== Job ==
The data below is to be returned in full and exactly.

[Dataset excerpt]
-- START --
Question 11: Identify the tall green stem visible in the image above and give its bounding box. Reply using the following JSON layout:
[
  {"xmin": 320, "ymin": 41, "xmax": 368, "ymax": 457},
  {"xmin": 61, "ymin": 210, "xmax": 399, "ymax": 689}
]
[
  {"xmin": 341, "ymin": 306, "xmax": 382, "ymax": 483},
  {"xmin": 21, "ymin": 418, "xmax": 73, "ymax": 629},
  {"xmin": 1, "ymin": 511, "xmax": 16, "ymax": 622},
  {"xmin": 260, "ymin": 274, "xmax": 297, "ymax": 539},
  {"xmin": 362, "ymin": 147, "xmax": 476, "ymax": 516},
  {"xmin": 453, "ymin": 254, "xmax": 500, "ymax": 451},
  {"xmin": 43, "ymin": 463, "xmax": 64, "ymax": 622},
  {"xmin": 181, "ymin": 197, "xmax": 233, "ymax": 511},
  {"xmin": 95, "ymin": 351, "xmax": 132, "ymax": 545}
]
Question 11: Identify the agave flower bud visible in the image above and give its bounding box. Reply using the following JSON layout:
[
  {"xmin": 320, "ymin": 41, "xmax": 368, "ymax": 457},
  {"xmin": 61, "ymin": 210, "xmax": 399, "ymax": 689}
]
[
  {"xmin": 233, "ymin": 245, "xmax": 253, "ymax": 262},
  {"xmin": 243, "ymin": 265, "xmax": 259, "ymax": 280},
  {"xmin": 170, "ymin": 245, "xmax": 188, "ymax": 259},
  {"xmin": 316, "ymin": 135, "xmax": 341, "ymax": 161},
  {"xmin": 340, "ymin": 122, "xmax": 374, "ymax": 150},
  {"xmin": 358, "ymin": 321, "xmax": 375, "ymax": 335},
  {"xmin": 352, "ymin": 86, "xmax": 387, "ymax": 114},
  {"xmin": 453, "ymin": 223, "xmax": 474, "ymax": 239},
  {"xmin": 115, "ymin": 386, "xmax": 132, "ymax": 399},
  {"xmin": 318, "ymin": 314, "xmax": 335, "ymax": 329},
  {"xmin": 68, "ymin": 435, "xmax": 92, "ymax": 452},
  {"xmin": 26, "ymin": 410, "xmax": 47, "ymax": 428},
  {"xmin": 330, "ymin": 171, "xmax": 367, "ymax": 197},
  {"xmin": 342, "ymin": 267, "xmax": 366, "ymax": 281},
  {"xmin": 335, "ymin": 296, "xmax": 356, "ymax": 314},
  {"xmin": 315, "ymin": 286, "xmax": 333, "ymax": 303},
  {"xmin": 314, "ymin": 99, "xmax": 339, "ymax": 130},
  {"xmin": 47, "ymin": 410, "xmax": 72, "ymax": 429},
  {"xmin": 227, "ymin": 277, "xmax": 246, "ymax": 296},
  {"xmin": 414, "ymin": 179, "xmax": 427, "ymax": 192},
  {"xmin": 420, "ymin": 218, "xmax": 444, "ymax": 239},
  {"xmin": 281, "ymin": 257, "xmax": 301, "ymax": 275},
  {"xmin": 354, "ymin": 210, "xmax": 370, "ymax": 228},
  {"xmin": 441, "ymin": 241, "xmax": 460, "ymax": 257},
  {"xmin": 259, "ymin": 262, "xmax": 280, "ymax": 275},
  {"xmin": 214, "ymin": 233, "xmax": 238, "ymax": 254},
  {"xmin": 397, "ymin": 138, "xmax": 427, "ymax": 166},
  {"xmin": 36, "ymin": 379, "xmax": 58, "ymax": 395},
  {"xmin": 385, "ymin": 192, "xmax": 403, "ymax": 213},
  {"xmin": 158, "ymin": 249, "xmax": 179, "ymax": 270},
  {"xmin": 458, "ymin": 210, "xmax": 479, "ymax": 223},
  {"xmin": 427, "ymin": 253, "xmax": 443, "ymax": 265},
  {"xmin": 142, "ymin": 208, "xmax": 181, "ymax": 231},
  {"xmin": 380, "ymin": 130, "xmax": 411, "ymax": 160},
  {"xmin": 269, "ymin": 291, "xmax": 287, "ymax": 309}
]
-- END --
== Task output ==
Question 11: Identify the tall green stem visible in the image above and give its bounding box. Reply using the following JSON layout:
[
  {"xmin": 320, "ymin": 41, "xmax": 368, "ymax": 457},
  {"xmin": 61, "ymin": 210, "xmax": 399, "ymax": 689}
]
[
  {"xmin": 341, "ymin": 306, "xmax": 382, "ymax": 483},
  {"xmin": 21, "ymin": 418, "xmax": 73, "ymax": 629},
  {"xmin": 1, "ymin": 511, "xmax": 16, "ymax": 622},
  {"xmin": 260, "ymin": 274, "xmax": 297, "ymax": 539},
  {"xmin": 362, "ymin": 147, "xmax": 476, "ymax": 516},
  {"xmin": 453, "ymin": 254, "xmax": 500, "ymax": 451},
  {"xmin": 43, "ymin": 463, "xmax": 64, "ymax": 622},
  {"xmin": 181, "ymin": 197, "xmax": 233, "ymax": 511},
  {"xmin": 95, "ymin": 351, "xmax": 132, "ymax": 545}
]
Question 11: Identify the agave flower bud visible in the image above and give its bounding box. Reply using the following JSON layout:
[
  {"xmin": 320, "ymin": 41, "xmax": 368, "ymax": 457},
  {"xmin": 61, "ymin": 210, "xmax": 399, "ymax": 689}
]
[
  {"xmin": 233, "ymin": 245, "xmax": 253, "ymax": 262},
  {"xmin": 243, "ymin": 265, "xmax": 259, "ymax": 280},
  {"xmin": 170, "ymin": 245, "xmax": 188, "ymax": 259},
  {"xmin": 316, "ymin": 135, "xmax": 341, "ymax": 161},
  {"xmin": 340, "ymin": 122, "xmax": 374, "ymax": 150},
  {"xmin": 358, "ymin": 321, "xmax": 375, "ymax": 335},
  {"xmin": 352, "ymin": 86, "xmax": 387, "ymax": 114},
  {"xmin": 453, "ymin": 223, "xmax": 474, "ymax": 239},
  {"xmin": 115, "ymin": 386, "xmax": 132, "ymax": 399},
  {"xmin": 318, "ymin": 314, "xmax": 335, "ymax": 329},
  {"xmin": 68, "ymin": 435, "xmax": 92, "ymax": 452},
  {"xmin": 26, "ymin": 410, "xmax": 47, "ymax": 428},
  {"xmin": 330, "ymin": 171, "xmax": 367, "ymax": 197},
  {"xmin": 342, "ymin": 267, "xmax": 366, "ymax": 281},
  {"xmin": 335, "ymin": 296, "xmax": 356, "ymax": 314},
  {"xmin": 315, "ymin": 286, "xmax": 333, "ymax": 303},
  {"xmin": 314, "ymin": 99, "xmax": 339, "ymax": 130},
  {"xmin": 47, "ymin": 410, "xmax": 72, "ymax": 429},
  {"xmin": 227, "ymin": 277, "xmax": 246, "ymax": 296},
  {"xmin": 414, "ymin": 179, "xmax": 427, "ymax": 192},
  {"xmin": 420, "ymin": 218, "xmax": 444, "ymax": 239},
  {"xmin": 281, "ymin": 257, "xmax": 301, "ymax": 275},
  {"xmin": 354, "ymin": 210, "xmax": 370, "ymax": 228},
  {"xmin": 441, "ymin": 241, "xmax": 460, "ymax": 257},
  {"xmin": 259, "ymin": 262, "xmax": 280, "ymax": 275},
  {"xmin": 214, "ymin": 233, "xmax": 238, "ymax": 254},
  {"xmin": 397, "ymin": 138, "xmax": 427, "ymax": 166},
  {"xmin": 36, "ymin": 379, "xmax": 58, "ymax": 395},
  {"xmin": 385, "ymin": 192, "xmax": 403, "ymax": 213},
  {"xmin": 158, "ymin": 249, "xmax": 179, "ymax": 270},
  {"xmin": 458, "ymin": 210, "xmax": 479, "ymax": 223},
  {"xmin": 427, "ymin": 253, "xmax": 443, "ymax": 265},
  {"xmin": 142, "ymin": 208, "xmax": 181, "ymax": 231},
  {"xmin": 380, "ymin": 130, "xmax": 411, "ymax": 160},
  {"xmin": 269, "ymin": 291, "xmax": 287, "ymax": 309}
]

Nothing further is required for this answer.